Aufgabenstellung: Gib den Abschnitt des Artikels über die Medienstudie zur Migrationsberichterstattung wortgetreu wieder, beginnend bei „Mittwoch, 15.01.2020, 5:25“ und endend bei „100 Artikel erschienen.“.

Zitierter Text:
┌──
Studie
Stumme Migranten, laute Politik, gespaltene Medien
Quantität und Qualität der Berichterstattung über Flucht und Migration klaffen weit auseinander. Das geht aus einer europaweiten Medien-Analyse hervor. Ein Ergebnis: Migranten und Flüchtlinge spielen als Akteure nur eine untergeordnete Rolle.
Mittwoch, 15.01.2020, 5:25 Uhr|zuletzt aktualisiert: Mittwoch, 05.02.2020, 10:07 Uhr Lesedauer: 3 Minuten |
In deutschen Medien wird überdurchschnittlich viel über Migration und Flucht berichtet. Das geht aus einer am Dienstag veröffentlichten Studie des European Journalism Observatory an der Technischen Universität Dortmund hervor. Danach publizierten die „Süddeutsche Zeitung“ und die „Frankfurter Allgemeine Zeitung“ in sechs Untersuchungswochen zwischen 2015 und 2018 mehr als 1.000 Beiträge zum Thema. Vor allem in vielen osteuropäischen Ländern seien im gleichen Zeitraum kaum mehr als 100 Artikel erschienen.
└──
Bereitgestelltes Material:
┌──
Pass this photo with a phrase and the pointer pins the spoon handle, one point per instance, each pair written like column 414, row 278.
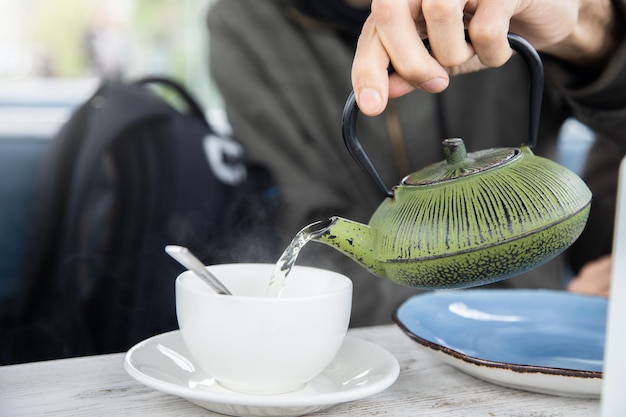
└──
Ausgearbeitete Lösung:
Mittwoch, 15.01.2020, 5:25 Uhr|zuletzt aktualisiert: Mittwoch, 05.02.2020, 10:07 Uhr Lesedauer: 3 Minuten |
In deutschen Medien wird überdurchschnittlich viel über Migration und Flucht berichtet. Das geht aus einer am Dienstag veröffentlichten Studie des European Journalism Observatory an der Technischen Universität Dortmund hervor. Danach publizierten die „Süddeutsche Zeitung“ und die „Frankfurter Allgemeine Zeitung“ in sechs Untersuchungswochen zwischen 2015 und 2018 mehr als 1.000 Beiträge zum Thema. Vor allem in vielen osteuropäischen Ländern seien im gleichen Zeitraum kaum mehr als 100 Artikel erschienen.